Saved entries
__________
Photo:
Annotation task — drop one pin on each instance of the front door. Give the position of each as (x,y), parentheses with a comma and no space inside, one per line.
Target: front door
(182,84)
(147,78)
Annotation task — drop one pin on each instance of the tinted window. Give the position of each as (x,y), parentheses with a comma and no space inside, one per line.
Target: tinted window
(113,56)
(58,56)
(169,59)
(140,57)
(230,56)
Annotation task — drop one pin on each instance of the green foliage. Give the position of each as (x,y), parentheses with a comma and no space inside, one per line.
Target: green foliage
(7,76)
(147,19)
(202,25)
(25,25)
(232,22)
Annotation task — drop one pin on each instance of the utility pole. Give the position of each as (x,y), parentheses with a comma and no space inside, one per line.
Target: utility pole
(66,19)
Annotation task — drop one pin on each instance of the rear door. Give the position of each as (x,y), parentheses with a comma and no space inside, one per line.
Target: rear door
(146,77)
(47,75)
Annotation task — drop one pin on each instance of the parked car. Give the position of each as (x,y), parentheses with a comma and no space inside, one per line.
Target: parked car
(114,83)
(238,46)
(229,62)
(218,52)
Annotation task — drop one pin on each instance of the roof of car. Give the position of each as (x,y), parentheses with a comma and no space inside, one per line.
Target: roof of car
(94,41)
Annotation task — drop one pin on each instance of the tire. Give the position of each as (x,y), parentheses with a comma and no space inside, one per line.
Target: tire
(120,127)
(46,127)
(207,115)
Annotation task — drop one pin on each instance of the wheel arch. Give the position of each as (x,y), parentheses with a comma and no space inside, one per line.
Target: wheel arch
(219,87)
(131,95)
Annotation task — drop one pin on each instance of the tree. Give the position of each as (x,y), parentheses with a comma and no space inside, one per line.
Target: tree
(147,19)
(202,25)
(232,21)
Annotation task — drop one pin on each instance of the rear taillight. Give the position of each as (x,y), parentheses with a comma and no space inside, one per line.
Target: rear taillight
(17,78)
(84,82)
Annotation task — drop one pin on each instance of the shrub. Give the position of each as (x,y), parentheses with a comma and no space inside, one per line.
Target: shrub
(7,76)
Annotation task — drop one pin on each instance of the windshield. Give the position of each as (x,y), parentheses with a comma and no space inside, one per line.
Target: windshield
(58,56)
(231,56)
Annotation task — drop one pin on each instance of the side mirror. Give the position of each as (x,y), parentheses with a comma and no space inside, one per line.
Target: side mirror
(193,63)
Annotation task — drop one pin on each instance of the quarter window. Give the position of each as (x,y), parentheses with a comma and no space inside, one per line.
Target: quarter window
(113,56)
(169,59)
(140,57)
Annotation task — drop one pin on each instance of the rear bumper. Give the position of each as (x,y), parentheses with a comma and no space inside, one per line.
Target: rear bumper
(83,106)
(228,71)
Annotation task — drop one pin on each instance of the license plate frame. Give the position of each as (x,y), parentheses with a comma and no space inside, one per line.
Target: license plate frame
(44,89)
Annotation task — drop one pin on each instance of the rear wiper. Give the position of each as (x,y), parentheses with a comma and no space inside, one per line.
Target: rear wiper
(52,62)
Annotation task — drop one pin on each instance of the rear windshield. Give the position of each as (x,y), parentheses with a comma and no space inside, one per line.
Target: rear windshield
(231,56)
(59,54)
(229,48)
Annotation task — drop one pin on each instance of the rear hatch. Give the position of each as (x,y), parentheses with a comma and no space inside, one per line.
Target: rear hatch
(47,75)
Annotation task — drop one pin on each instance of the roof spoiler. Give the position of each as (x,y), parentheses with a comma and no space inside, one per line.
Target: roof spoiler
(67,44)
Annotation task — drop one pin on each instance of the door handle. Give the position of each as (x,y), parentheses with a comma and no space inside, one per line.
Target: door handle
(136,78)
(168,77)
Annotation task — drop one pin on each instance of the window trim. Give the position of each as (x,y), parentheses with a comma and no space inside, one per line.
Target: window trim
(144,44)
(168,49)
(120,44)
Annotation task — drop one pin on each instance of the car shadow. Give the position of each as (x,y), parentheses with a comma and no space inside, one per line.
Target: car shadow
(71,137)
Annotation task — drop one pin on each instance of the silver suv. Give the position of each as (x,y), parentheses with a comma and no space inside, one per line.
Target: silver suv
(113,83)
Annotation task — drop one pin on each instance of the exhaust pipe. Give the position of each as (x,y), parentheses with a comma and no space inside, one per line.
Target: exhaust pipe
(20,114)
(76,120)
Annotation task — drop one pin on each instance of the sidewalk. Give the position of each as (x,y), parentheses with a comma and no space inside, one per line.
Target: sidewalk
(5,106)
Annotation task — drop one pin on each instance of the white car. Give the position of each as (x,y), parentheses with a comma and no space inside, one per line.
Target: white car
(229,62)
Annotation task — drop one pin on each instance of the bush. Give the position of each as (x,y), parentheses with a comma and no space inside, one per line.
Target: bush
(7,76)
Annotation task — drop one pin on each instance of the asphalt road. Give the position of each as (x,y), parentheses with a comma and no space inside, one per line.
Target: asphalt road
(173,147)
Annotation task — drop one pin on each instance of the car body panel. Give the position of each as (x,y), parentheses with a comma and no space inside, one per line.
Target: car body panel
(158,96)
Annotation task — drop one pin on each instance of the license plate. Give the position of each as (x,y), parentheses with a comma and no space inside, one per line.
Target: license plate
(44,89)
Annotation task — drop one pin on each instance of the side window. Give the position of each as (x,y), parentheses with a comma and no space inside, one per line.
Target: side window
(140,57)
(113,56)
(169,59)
__________
▶ _WHAT THE TASK ASKS_
Copy all the records above exactly, missing none.

▶ _SOLUTION BELOW_
Photo:
Annotation task — drop one pin on each instance of the front door. Give the position of each as (x,y), parentheses with a comma and no space inside, one per line.
Target: front door
(182,84)
(147,78)
Annotation task — drop one pin on each instance of the tinted window. Give the position of each as (x,y), parentheses with a comma and no space inside, one per line.
Target: tinted window
(113,56)
(58,56)
(169,59)
(140,57)
(230,56)
Annotation task — drop one pin on each instance of the green foliage. Give the position of each as (x,y), parentheses with a comma and no space inside, one per line.
Target: green foliage
(7,76)
(147,19)
(202,25)
(25,25)
(232,22)
Annotation task — drop one pin on each instance of the utility pole. Give the position of each as (x,y), parentheses with a comma and no space inside, one per line.
Target: utility pole
(66,19)
Annotation task — drop one pin on each instance of the rear door. Give the position of each as (x,y), parentheses with a comma and no space inside, one per line.
Target: rear door
(146,77)
(47,75)
Annotation task — drop one pin on each instance of the parked car. Give the position of each as (x,y), parentheses with a comma and no space inside, one per line.
Target: parked car
(114,83)
(238,46)
(229,62)
(218,52)
Annotation task — drop one pin on each instance of the roof of car. Give the position of each as (x,y), parentheses with a comma and no space inside, one per line.
Target: roof of car
(94,41)
Annotation task — drop one pin on each instance of the tire. Give the position of each as (x,y), parentheses with a comma and no space inside, one per line.
Target: tire
(120,127)
(46,127)
(207,115)
Annotation task — drop one pin on each instance of the wheel arch. Give the position of each as (x,y), parentheses with a comma and no space inside, one per line.
Target: wheel arch
(219,87)
(131,95)
Annotation task — drop one pin on each instance of the tree. Give the position of each as (x,y), parentheses with a comma and no space inside, one per line.
Target: tree
(147,19)
(202,25)
(232,21)
Annotation task — drop one pin on each instance of the rear taillight. Give the position of each as (x,y), parentheses with a comma and no space inside, one per line.
Target: rear taillight
(17,78)
(84,82)
Annotation task — drop one pin on each instance of the shrub. Give the position of each as (x,y), parentheses with a comma and no space inside, one per line.
Target: shrub
(7,76)
Annotation task — drop one pin on each instance of the windshield. Give the position of each as (x,y), parentheses with a comma and no space inside, one per line.
Target: windshield
(58,56)
(231,56)
Annotation task — drop one pin on each instance of the side mirror. Give the position of each as (x,y), parentheses with a comma and no space inside, one per line.
Target: side mirror
(193,63)
Annotation task — drop one pin on each instance of the quarter window. Give the position of each as (x,y), parentheses with a comma and no space inside, one per line.
Target: quarter window
(113,56)
(169,59)
(140,57)
Annotation task — drop one pin on each instance of the rear bumper. Give the position of each as (x,y), parentheses with a comma and no space inside, one per line.
Target: rear bumper
(83,106)
(228,71)
Annotation task — drop one pin on each instance of the license plate frame. Give the position of each as (x,y), parentheses with a comma and no space inside, one per line.
Target: license plate frame
(44,89)
Annotation task — drop one pin on each instance of the rear wiper. Give the position of each as (x,y), parentheses with a comma and no space inside, one per line.
Target: rear wiper
(52,62)
Annotation task — drop one pin on each instance of the rear windshield. Give the position of each as (x,y), parentheses with a comma and no space inside, one per line.
Target: rear windshield
(231,56)
(59,54)
(229,48)
Annotation task — drop one pin on each instance of the rear hatch. Give the position of each as (x,y), parentheses with a comma and no space inside, one per line.
Target: rear hatch
(47,75)
Annotation task — drop one pin on each instance of the roof spoiler. Give the position of each as (x,y), parentheses with a comma and no space inside, one per line.
Target: roof spoiler
(67,44)
Annotation task — drop one pin on each instance of the door handle. Give the position of each as (x,y), parentheses with a comma and no space inside, one per line.
Target: door handle
(136,78)
(168,77)
Annotation task — drop one pin on each instance of the window trim. Give the position of each as (x,y), parentheses with a comma and no space inside, one per line.
Target: window trim
(144,44)
(168,49)
(120,44)
Annotation task — drop one pin on each instance of the car shadow. Give the position of each as (x,y), parentheses with a comma and no space inside, one per line.
Target: car shadow
(71,137)
Annotation task — drop one pin on each instance of the silver suv. Give the position of each as (x,y), parentheses with a comma and no space inside, one per line.
Target: silver suv
(113,83)
Annotation task — drop one pin on each instance of the exhaust pipe. Give the position of each as (x,y), parentheses with a comma and no space inside, one per line.
Target: exhaust pipe
(20,114)
(76,120)
Annotation task — drop one pin on each instance of the sidewalk. Give the position of each as (x,y), parentheses with a comma and no space inside, one per line.
Target: sidewalk
(5,106)
Annotation task — drop one pin on each instance of the white car. Give the position of each as (x,y), parentheses with a comma and no space inside, one per line.
Target: white car
(229,62)
Annotation task — drop one pin on each instance of the bush. Give the position of each as (x,y), parentheses with a comma and no space inside, one per line.
Target: bush
(7,76)
Annotation task — drop one pin on each instance of the asphalt road. Give the position of each as (x,y), parentheses with a comma and no space inside, one per line.
Target: asphalt road
(173,147)
Annotation task — drop one pin on each instance of the car body panel. Give the position of each as (x,y), parentheses with a comma and no space inside, one per line.
Target: car body panel
(158,96)
Annotation task — drop one pin on each instance of the license plate. Give the position of each as (x,y), parentheses with a comma and no space inside, one per line.
Target: license plate
(44,89)
Annotation task — drop one pin on each instance of the side window. Give the position of each as (x,y), parentheses with a comma and no space inside, one per line.
Target: side window
(140,57)
(113,56)
(169,59)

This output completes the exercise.